__Exercise__: Reproduce the whole mailing list message about outgoing packets on a raw socket word for word.

[<prev] [next>] [<thread-prev] [thread-next>] [day] [month] [year] [list]
Message-ID: <20100611081604.GA1739@jolsa.Belkin>
Date: Fri, 11 Jun 2010 10:16:04 +0200
From: Jiri Olsa <jolsa@...hat.com>
To: Patrick McHardy <kaber@...sh.net>
Cc: netdev@...r.kernel.org,
Netfilter Developer Mailing List
<netfilter-devel@...r.kernel.org>
Subject: Re: no reassembly for outgoing packets on RAW socket
On Thu, Jun 10, 2010 at 12:04:56PM +0200, Patrick McHardy wrote:
> Jiri Olsa wrote:
> > On Thu, Jun 10, 2010 at 11:14:04AM +0200, Patrick McHardy wrote:
> >
> >> Jiri Olsa wrote:
> >>
> >>> On Wed, Jun 09, 2010 at 04:16:42PM +0200, Patrick McHardy wrote:
> >>>
> >>>
> >>>>> If this is not the way, I'd appreciatte any hint.. my goal is
> >>>>> to put malformed packet on the wire (more frags bit set for a
> >>>>> non fragmented packet)
> >>>>>
> >>>>>
> >>>> I don't have any good suggestions besides adding a flag to the IPCB
> >>>> and skipping defragmentation based on that.
> >>>>
> >>>>
> >>> ok,
> >>>
> >>> I can see a way when I set this via setsockopt to the socket,
> >>> and check the value before the defragmentation.. would such a new
> >>> setsock option be acceptable?
> >>>
> >>> I'm not sure I can see a way via IPCB, AFAICS it's for skb bound flags
> >>> which arise during the skb processing.
> >>>
> >>>
> >> Yes, a socket option is basically what I was suggesting, using the
> >> IPCB to mark the packet. But just marking the socket is fine of
> >> course.

(Stored records)
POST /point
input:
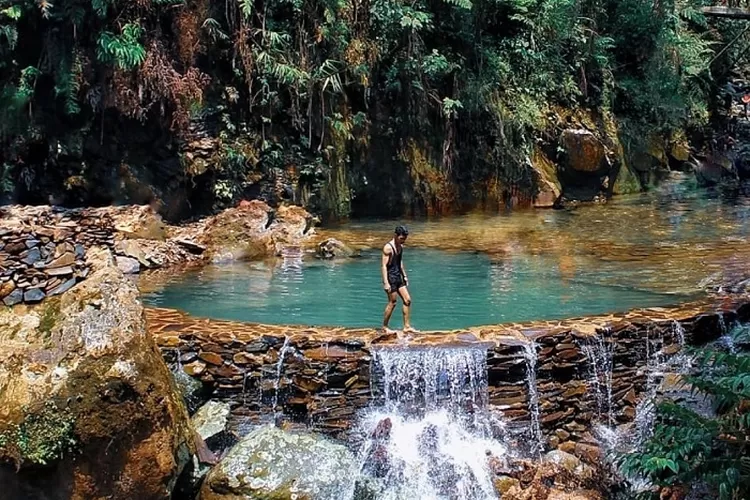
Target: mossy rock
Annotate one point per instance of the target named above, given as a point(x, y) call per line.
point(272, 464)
...
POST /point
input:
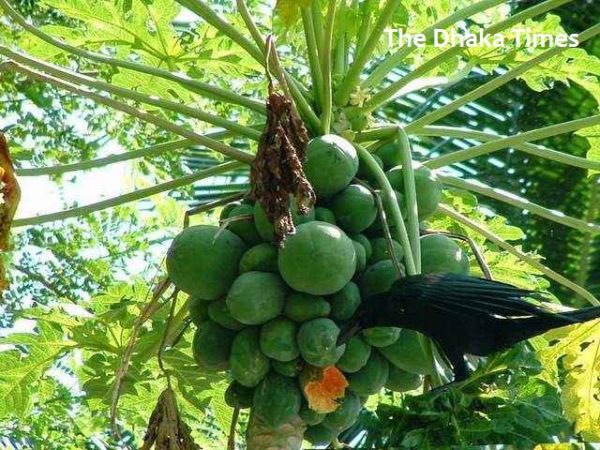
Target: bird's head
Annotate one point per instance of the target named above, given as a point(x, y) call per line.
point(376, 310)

__Exercise result__:
[<prev] [next>] [<thread-prev] [thread-next>] [day] [month] [year] [list]
Message-ID: <20100611081604.GA1739@jolsa.Belkin>
Date: Fri, 11 Jun 2010 10:16:04 +0200
From: Jiri Olsa <jolsa@...hat.com>
To: Patrick McHardy <kaber@...sh.net>
Cc: netdev@...r.kernel.org,
Netfilter Developer Mailing List
<netfilter-devel@...r.kernel.org>
Subject: Re: no reassembly for outgoing packets on RAW socket
On Thu, Jun 10, 2010 at 12:04:56PM +0200, Patrick McHardy wrote:
> Jiri Olsa wrote:
> > On Thu, Jun 10, 2010 at 11:14:04AM +0200, Patrick McHardy wrote:
> >
> >> Jiri Olsa wrote:
> >>
> >>> On Wed, Jun 09, 2010 at 04:16:42PM +0200, Patrick McHardy wrote:
> >>>
> >>>
> >>>>> If this is not the way, I'd appreciatte any hint.. my goal is
> >>>>> to put malformed packet on the wire (more frags bit set for a
> >>>>> non fragmented packet)
> >>>>>
> >>>>>
> >>>> I don't have any good suggestions besides adding a flag to the IPCB
> >>>> and skipping defragmentation based on that.
> >>>>
> >>>>
> >>> ok,
> >>>
> >>> I can see a way when I set this via setsockopt to the socket,
> >>> and check the value before the defragmentation.. would such a new
> >>> setsock option be acceptable?
> >>>
> >>> I'm not sure I can see a way via IPCB, AFAICS it's for skb bound flags
> >>> which arise during the skb processing.
> >>>
> >>>
> >> Yes, a socket option is basically what I was suggesting, using the
> >> IPCB to mark the packet. But just marking the socket is fine of
> >> course.